**Required work:**
[1] According to the LRLAP article, which class of ship uses the Advanced Gun System?
[2] Reproduce the part of the LRLAP article between "The Long Range" and "being BAE Systems.", inclusive.
━━━ Document text ━━━
= Long Range Land Attack Projectile =

Cancelled American artillery shell

The Long Range Land Attack Projectile (LRLAP) is a canceled precision guided 155 mm naval artillery shell for the U.S. Navy's Advanced Gun System (AGS). LRLAP was developed and produced by Lockheed Martin Missiles and Fire Control, the prime contractor being BAE Systems.

The LRLAP would have used a rocket-assisted projectile with fin glide trajectory. The warhead effectiveness was considered comparable to that of the M795 artillery shell, and with the AGS it would have been capable of 6 round Multiple Rounds Simultaneous Impact (MRSI) in a span of 2 seconds. It would have used a blast fragmentation type warhead.

The LRLAP was designed for use in the AGS and is not compatible with any other weapon. The AGS is used only on the Zumwalt-class destroyer, with two AGSs on each ship. In November 2016, the Navy announced it had decided to cancel procurement of the LRLAP. This was due to rising costs resulting from the trimming of the Zumwalt-class destroyer fleet to just three ships, raising individual shell cost to $800,000-$1 million, about as much as a Tomahawk cruise missile. About 90 rounds had been secured for testing aboard the three hulls, but a full buy of about 2,000 planned rounds would be about $1.8-$2 billion.

==Specifications==
- Caliber: 155 mm
- Weight:
  - Total: 225 lb
  - Bursting charge: 24 lb
- Length (propellant and projectile): 88 in
- Guidance: GPS/INS
- Precision: Circular error probable of 50 m or less
- Range: 100 nmi max. (Some sources report 83 nmi, or 74 nmi.
━━━ Listed records ━━━
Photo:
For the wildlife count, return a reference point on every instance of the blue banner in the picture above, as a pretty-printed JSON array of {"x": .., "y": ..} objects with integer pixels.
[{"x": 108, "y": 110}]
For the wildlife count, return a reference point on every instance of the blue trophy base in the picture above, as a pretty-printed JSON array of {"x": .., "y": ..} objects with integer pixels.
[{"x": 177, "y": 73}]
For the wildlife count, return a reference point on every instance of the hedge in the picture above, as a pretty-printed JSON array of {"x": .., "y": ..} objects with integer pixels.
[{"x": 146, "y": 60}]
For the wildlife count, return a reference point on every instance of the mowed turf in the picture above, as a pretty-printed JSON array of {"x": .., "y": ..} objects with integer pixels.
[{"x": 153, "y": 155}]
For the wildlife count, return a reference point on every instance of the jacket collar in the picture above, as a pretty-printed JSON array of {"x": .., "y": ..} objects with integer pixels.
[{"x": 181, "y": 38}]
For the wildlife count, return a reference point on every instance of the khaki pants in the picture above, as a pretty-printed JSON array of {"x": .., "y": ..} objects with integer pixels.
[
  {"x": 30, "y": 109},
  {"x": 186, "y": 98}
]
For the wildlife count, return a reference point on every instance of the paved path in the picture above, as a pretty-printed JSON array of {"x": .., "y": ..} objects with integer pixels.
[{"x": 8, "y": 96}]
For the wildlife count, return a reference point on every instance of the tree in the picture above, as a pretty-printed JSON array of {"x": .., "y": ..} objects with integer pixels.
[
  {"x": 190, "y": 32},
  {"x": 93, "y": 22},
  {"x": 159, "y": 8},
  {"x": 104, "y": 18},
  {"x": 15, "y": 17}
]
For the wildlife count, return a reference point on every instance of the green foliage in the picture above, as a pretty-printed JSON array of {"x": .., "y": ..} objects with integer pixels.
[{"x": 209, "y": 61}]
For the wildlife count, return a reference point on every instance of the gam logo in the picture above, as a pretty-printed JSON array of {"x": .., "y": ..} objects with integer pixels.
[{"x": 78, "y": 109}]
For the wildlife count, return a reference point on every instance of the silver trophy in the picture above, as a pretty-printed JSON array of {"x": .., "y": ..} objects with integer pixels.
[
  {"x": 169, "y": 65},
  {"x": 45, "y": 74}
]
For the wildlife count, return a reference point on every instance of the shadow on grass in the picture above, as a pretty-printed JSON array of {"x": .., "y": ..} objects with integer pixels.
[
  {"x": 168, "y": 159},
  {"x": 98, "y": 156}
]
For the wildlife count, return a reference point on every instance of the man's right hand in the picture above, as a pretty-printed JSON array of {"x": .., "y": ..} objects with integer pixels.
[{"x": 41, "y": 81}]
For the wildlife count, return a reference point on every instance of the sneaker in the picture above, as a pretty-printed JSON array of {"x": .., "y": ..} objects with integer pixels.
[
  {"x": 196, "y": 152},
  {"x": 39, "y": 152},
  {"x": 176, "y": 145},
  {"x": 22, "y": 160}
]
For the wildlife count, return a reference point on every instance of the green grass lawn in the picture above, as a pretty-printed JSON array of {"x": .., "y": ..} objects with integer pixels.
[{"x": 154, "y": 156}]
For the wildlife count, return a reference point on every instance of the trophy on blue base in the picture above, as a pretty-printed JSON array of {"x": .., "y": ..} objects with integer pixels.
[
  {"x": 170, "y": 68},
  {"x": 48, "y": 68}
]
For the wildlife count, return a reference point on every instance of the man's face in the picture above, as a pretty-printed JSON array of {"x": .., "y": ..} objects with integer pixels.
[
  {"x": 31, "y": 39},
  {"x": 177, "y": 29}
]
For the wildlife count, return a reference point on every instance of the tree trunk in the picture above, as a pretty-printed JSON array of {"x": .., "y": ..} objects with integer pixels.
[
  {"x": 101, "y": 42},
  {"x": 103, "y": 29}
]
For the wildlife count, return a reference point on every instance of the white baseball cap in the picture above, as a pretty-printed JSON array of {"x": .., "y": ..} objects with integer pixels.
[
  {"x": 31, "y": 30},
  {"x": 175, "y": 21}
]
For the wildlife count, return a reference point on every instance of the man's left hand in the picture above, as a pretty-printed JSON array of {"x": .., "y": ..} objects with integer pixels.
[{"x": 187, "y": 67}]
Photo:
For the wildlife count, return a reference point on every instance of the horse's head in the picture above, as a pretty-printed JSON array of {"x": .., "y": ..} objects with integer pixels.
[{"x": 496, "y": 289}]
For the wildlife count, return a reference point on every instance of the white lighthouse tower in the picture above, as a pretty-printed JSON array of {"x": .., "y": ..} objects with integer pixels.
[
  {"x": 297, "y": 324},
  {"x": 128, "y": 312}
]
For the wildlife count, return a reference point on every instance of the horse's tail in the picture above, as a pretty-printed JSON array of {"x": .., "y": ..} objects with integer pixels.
━━━
**Solutions to each task:**
[1] The Zumwalt-class destroyer, with two AGSs on each ship.

[2]
The Long Range Land Attack Projectile (LRLAP) is a canceled precision guided 155 mm naval artillery shell for the U.S. Navy's Advanced Gun System (AGS). LRLAP was developed and produced by Lockheed Martin Missiles and Fire Control, the prime contractor being BAE Systems.